Le code de justice pénale des mineurs : un rendez-vous manqué

26 août 2020

Le code de la justice pénale des mineurs devait, en principe, entrer en vigueur le 1er octobre 2020, modifiant considérablement la justice pénale des enfants.

L’ordonnance du 2 février 1945 donnait la priorité à l’éducatif sur le répressif.

Si l’article préliminaire du code de la justice pénale des mineurs conserve quelque peu cet état d’esprit, l’article L11-2 vient distiller comme un doute sur ces belles intentions : « Les décisions prises à l’égard des mineurs tendent à leur relèvement éducatif et moral ainsi qu’à la prévention de la récidive et à la protection de l’intérêt des victimes ».

L’aspect éducatif est contre balancé immédiatement par la lutte contre la récidive.

La philosophie de ce texte est de donner une réponse rapide à la délinquance, dont l’efficacité interroge.

Ce texte aurait aussi pu poser le principe de l’intérêt de l’enfant qui aurait guidé le législateur tout au long de ce texte. Il n’en est rien et c’est regrettable.

Par ailleurs, ce texte pose des difficultés dans sa mise en œuvre : les tribunaux sont-ils vraiment en capacité de mettre en place ces changements procéduraux ?

------------------------------------

→ CONSIGNE A: Relevez toutes les dates mentionnées dans le texte sur la justice pénale des mineurs.
→ CONSIGNE B: Recopiez fidèlement le passage du texte sur la justice pénale des mineurs qui commence par « La philosophie de » et se termine par « changements procéduraux ? ».
Les enregistrements qui suivent n'ont aucun lien avec le texte sur la justice pénale des mineurs.

------------------------------------

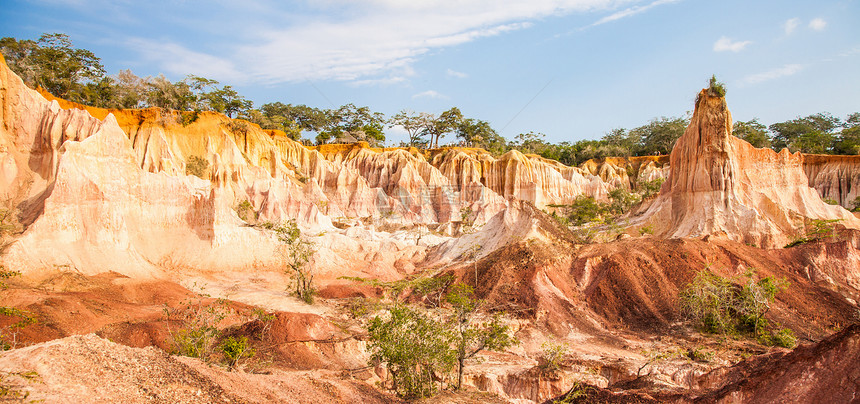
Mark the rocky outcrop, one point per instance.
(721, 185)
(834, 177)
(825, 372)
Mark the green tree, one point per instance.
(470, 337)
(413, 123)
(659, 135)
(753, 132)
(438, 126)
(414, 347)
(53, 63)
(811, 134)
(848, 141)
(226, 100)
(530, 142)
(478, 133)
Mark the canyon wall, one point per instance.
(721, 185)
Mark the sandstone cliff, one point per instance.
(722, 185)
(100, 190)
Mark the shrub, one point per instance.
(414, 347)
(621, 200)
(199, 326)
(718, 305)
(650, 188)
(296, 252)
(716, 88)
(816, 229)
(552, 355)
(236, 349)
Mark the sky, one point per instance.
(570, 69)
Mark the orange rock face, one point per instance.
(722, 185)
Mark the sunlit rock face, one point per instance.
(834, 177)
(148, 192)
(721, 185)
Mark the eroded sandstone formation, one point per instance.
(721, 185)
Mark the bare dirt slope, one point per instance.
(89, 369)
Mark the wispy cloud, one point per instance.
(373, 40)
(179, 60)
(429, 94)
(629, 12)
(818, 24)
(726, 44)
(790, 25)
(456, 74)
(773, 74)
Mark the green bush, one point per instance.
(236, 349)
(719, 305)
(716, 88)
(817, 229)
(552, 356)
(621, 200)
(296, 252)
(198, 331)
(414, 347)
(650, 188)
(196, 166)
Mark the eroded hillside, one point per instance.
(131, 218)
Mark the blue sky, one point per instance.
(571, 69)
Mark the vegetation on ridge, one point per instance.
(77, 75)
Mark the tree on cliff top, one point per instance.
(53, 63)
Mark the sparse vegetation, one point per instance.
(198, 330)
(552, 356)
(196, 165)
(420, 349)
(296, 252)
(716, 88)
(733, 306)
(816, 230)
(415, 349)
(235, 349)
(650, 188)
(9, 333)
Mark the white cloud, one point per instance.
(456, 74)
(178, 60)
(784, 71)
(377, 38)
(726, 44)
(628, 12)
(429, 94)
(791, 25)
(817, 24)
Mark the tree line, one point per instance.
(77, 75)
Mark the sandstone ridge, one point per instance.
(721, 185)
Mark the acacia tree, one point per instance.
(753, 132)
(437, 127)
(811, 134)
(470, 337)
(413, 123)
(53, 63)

------------------------------------

→ RÉPONSE COMPLÈTE A:
- 26 août 2020
- 1er octobre 2020
- 2 février 1945

→ RÉPONSE COMPLÈTE B:
La philosophie de ce texte est de donner une réponse rapide à la délinquance, dont l’efficacité interroge.

Ce texte aurait aussi pu poser le principe de l’intérêt de l’enfant qui aurait guidé le législateur tout au long de ce texte. Il n’en est rien et c’est regrettable.

Par ailleurs, ce texte pose des difficultés dans sa mise en œuvre : les tribunaux sont-ils vraiment en capacité de mettre en place ces changements procéduraux ?